- Work to be completed -
Beginning with the first line of the data below, reproduce every line unchanged, ending with the line that holds "Holes are decided by fill-rule evenodd.".

___ Given data

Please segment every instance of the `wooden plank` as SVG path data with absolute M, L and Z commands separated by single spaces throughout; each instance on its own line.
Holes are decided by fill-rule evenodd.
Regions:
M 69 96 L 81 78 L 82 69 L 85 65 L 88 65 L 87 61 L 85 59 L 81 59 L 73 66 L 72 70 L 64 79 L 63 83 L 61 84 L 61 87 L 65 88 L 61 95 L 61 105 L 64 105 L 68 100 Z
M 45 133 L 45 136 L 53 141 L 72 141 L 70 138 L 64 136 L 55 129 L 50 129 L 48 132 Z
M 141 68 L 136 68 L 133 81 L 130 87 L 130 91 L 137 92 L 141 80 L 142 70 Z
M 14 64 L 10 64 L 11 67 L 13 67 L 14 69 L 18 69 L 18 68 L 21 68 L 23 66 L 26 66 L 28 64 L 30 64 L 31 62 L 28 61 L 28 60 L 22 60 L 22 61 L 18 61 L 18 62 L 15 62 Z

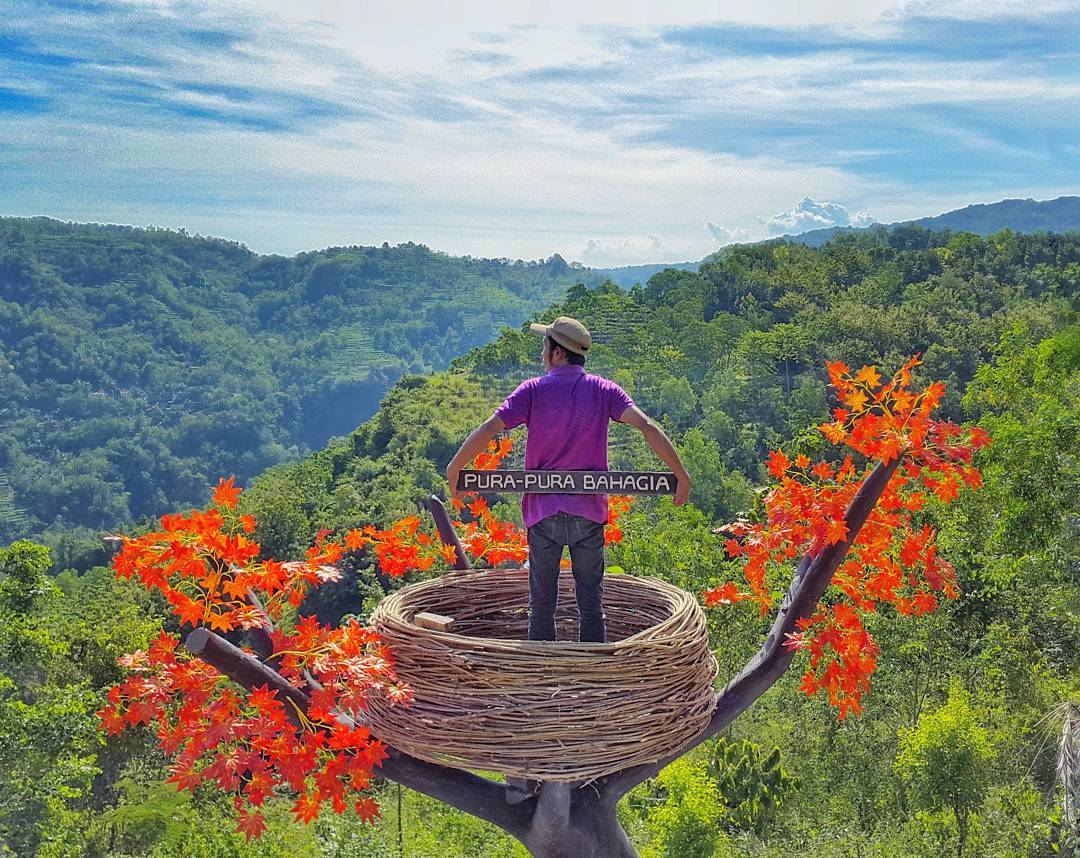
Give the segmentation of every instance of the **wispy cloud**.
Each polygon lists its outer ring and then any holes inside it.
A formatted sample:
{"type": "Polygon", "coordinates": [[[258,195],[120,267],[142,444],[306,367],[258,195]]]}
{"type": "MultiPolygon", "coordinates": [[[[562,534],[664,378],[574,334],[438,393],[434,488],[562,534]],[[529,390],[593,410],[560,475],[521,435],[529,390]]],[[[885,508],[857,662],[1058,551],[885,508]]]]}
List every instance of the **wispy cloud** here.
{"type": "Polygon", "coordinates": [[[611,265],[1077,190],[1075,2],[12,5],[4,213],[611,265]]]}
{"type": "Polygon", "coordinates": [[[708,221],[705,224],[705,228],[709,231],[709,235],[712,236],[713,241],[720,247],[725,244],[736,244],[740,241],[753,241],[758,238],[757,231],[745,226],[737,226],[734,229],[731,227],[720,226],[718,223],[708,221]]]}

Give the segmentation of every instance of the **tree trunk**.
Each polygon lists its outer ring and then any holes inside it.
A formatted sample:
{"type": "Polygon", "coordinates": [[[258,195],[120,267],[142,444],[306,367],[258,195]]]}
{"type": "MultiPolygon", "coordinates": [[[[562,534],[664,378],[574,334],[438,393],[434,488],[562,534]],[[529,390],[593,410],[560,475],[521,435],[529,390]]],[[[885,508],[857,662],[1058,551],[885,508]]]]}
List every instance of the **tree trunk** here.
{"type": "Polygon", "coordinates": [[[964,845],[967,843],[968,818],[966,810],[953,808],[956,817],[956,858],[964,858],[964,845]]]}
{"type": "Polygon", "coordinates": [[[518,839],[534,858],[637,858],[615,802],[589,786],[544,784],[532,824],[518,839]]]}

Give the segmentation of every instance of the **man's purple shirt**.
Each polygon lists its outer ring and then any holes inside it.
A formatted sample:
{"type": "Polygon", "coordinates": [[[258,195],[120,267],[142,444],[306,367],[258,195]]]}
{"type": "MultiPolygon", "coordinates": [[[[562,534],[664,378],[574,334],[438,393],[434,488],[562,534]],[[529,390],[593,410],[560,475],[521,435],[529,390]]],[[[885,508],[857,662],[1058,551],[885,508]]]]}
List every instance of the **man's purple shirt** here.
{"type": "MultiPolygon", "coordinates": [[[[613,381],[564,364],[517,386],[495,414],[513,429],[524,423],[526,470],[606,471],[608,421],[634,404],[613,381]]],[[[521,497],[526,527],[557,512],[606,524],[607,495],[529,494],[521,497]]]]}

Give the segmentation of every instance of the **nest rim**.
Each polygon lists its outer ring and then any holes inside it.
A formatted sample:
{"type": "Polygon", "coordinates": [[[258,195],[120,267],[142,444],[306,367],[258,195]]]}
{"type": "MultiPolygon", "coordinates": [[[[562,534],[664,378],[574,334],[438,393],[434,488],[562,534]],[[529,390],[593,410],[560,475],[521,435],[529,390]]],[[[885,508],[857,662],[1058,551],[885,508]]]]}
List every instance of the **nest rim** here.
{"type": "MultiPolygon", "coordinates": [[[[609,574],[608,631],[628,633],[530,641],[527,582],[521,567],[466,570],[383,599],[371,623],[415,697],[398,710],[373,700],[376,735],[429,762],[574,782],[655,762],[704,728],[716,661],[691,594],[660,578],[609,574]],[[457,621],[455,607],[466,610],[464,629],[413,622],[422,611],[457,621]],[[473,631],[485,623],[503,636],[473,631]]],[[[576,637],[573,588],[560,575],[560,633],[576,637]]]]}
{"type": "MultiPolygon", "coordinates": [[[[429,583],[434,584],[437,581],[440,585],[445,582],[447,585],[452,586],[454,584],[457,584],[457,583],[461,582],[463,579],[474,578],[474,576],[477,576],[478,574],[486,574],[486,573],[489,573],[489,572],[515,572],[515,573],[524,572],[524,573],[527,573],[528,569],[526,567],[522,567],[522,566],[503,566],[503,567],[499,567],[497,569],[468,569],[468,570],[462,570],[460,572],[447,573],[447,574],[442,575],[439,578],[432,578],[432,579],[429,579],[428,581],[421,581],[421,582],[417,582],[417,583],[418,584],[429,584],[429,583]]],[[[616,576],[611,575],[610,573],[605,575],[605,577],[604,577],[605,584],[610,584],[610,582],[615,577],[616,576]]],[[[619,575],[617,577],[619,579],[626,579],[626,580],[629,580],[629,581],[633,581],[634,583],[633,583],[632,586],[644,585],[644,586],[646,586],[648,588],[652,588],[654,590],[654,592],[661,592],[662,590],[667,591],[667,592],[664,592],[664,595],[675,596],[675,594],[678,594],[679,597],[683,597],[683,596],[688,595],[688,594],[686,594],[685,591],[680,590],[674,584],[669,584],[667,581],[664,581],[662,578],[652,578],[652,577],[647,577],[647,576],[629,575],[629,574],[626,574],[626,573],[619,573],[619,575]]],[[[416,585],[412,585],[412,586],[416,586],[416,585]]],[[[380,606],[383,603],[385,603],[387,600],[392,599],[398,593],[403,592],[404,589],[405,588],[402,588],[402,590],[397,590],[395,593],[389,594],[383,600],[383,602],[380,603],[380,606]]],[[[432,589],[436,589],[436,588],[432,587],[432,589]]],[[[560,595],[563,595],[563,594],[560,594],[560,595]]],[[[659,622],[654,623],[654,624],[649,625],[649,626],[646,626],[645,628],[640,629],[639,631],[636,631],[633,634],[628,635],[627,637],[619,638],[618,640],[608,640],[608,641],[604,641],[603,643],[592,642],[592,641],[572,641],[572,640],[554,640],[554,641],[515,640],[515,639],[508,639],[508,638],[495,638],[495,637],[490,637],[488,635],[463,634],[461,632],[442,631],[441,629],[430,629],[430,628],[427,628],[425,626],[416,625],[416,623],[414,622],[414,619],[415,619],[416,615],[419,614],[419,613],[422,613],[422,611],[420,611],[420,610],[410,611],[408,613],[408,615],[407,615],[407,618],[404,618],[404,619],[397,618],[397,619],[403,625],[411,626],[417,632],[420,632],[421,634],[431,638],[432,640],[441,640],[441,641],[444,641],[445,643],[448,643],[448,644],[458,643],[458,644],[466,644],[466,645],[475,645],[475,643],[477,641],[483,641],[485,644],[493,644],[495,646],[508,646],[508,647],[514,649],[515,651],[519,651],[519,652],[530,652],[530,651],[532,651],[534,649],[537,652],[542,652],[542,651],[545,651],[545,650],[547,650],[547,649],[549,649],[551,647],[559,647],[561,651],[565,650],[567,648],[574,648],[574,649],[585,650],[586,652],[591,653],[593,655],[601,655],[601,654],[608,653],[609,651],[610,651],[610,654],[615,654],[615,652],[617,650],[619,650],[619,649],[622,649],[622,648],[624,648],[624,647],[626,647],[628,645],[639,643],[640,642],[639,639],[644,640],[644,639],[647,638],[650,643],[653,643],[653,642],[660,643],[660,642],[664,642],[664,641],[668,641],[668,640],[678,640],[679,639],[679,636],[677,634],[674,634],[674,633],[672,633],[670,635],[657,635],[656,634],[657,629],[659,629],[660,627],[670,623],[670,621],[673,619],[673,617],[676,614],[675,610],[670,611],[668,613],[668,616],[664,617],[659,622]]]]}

______

- Answer below -
Please segment every instance of the `wooden plank` as SVG path data with absolute M, L and Z commands separated by single spaces throughout; each instance on its own line.
Holes are decided by fill-rule evenodd.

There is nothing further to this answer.